## Alıştırma
Aşağıdaki bayram yazısında "BAYRAMDAN SEYRANA..." ifadesini içeren sözlerle açılıp "her yerde âhenk." ile kapanan bölümü hiçbir değişiklik yapmadan aktarın.

## Metin Bölümü
* * * * *

BAYRAMDAN SEYRANA...
Yüce Rabbimizin lütuflarına sonsuz şükürler olsun. Madden-mânen, sosyâl, kültürel olarak her anlamda dolu dolu bir bayram daha yaşadık elhâmdülillâh. Havalar da güzeldi. Yollar, izler, köyler-köşkler. Ziyâretler, kapılar-bacalar. Yapraklar, çiçekler, meyveler, sebzeler. Her yön hareket, her yanda bereket. Manzaralar rengârenk, heryerde düzen, her yerde âhenk.

* * * * *

## Çıkarılan Veriler
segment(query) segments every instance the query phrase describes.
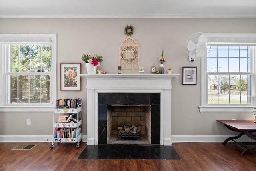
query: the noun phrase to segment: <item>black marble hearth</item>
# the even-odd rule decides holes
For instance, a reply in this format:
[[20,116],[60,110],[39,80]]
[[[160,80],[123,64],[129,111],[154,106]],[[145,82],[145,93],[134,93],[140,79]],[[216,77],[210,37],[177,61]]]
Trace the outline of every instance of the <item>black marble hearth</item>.
[[107,111],[108,106],[118,105],[150,105],[151,106],[151,143],[160,144],[160,93],[98,93],[98,141],[107,144]]
[[99,144],[87,146],[78,159],[179,160],[170,146],[158,144]]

* * * * *

## Alıştırmanın Yanıtı
BAYRAMDAN SEYRANA...
Yüce Rabbimizin lütuflarına sonsuz şükürler olsun. Madden-mânen, sosyâl, kültürel olarak her anlamda dolu dolu bir bayram daha yaşadık elhâmdülillâh. Havalar da güzeldi. Yollar, izler, köyler-köşkler. Ziyâretler, kapılar-bacalar. Yapraklar, çiçekler, meyveler, sebzeler. Her yön hareket, her yanda bereket. Manzaralar rengârenk, heryerde düzen, her yerde âhenk.